◆ **Work to do**: Starting at the line that has "Could you point at the man's face" and continuing to the end of the records, copy those lines again with "older man" in place of "elderly man" and everything else unchanged.

Records of labeled points:
______

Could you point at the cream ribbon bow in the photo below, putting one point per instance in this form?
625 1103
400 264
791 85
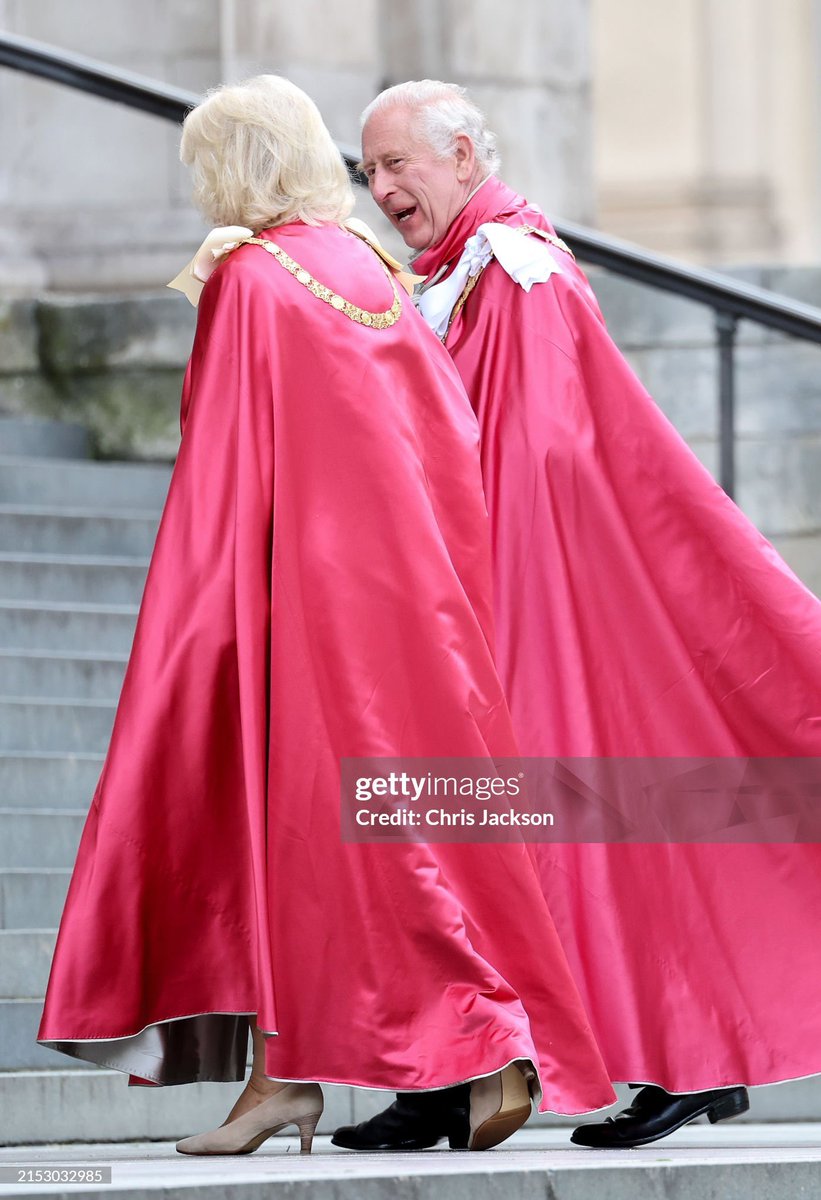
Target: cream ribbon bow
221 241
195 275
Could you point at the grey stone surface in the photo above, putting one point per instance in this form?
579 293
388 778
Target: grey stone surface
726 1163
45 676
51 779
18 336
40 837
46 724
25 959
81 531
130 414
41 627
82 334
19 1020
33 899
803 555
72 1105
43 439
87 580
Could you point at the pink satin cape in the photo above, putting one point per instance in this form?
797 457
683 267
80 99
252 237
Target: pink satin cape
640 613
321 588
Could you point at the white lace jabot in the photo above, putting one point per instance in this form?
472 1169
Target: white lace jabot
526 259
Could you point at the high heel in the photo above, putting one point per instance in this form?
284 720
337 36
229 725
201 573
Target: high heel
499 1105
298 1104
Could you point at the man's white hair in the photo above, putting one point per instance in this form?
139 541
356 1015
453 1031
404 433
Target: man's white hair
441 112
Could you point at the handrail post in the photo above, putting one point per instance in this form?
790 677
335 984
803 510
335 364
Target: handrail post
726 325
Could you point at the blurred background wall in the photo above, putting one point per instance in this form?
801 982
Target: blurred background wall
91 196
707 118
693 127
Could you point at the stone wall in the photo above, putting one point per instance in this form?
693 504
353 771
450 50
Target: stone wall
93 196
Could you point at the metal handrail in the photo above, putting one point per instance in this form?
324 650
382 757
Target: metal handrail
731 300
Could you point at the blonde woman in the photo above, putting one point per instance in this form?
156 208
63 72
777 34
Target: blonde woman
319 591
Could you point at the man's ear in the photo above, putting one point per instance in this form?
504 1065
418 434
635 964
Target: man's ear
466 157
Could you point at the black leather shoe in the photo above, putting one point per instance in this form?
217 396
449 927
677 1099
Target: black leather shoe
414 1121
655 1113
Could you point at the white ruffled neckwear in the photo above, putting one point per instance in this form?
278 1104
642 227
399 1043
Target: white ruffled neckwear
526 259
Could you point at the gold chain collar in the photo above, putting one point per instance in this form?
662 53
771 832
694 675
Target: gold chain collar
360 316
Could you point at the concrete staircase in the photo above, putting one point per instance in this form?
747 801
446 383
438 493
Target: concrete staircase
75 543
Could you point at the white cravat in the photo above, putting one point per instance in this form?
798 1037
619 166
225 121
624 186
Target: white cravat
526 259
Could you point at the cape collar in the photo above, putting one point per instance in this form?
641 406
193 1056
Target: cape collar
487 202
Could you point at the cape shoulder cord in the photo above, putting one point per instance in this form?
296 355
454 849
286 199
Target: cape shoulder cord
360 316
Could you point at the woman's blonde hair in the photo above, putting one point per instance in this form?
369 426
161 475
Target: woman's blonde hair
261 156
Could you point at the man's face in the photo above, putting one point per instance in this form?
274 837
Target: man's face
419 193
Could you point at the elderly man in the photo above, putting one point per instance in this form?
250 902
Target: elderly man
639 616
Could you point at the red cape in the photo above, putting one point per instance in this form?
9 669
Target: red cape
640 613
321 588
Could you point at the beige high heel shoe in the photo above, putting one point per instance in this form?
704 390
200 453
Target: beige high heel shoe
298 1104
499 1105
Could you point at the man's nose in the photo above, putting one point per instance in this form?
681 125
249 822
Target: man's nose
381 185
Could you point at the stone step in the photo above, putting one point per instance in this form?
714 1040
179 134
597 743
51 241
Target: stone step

______

◆ **Right answer**:
Could you point at the man's face in the photo above, putting one point per instance in this form?
274 837
Target: man's face
419 193
Could you point at the older man in the photo above, putting one point per instance in this form?
250 902
Target: older man
639 616
Could you point at the red cape in the photo above, putting one point per instance in this form?
9 669
Target: red cape
640 613
321 588
Could you point at the beige high heel shoe in the photo above, putting one point per instance in this form?
704 390
200 453
Target: beige high heel shoe
298 1104
499 1105
Could you point at the man's nose in the photo above, putting one point per instance in this form?
681 125
249 822
Target: man's nose
381 185
Could you point at the stone step in the photo above, putting one point per instance in this form?
714 1040
179 134
597 743
51 241
Target: stone step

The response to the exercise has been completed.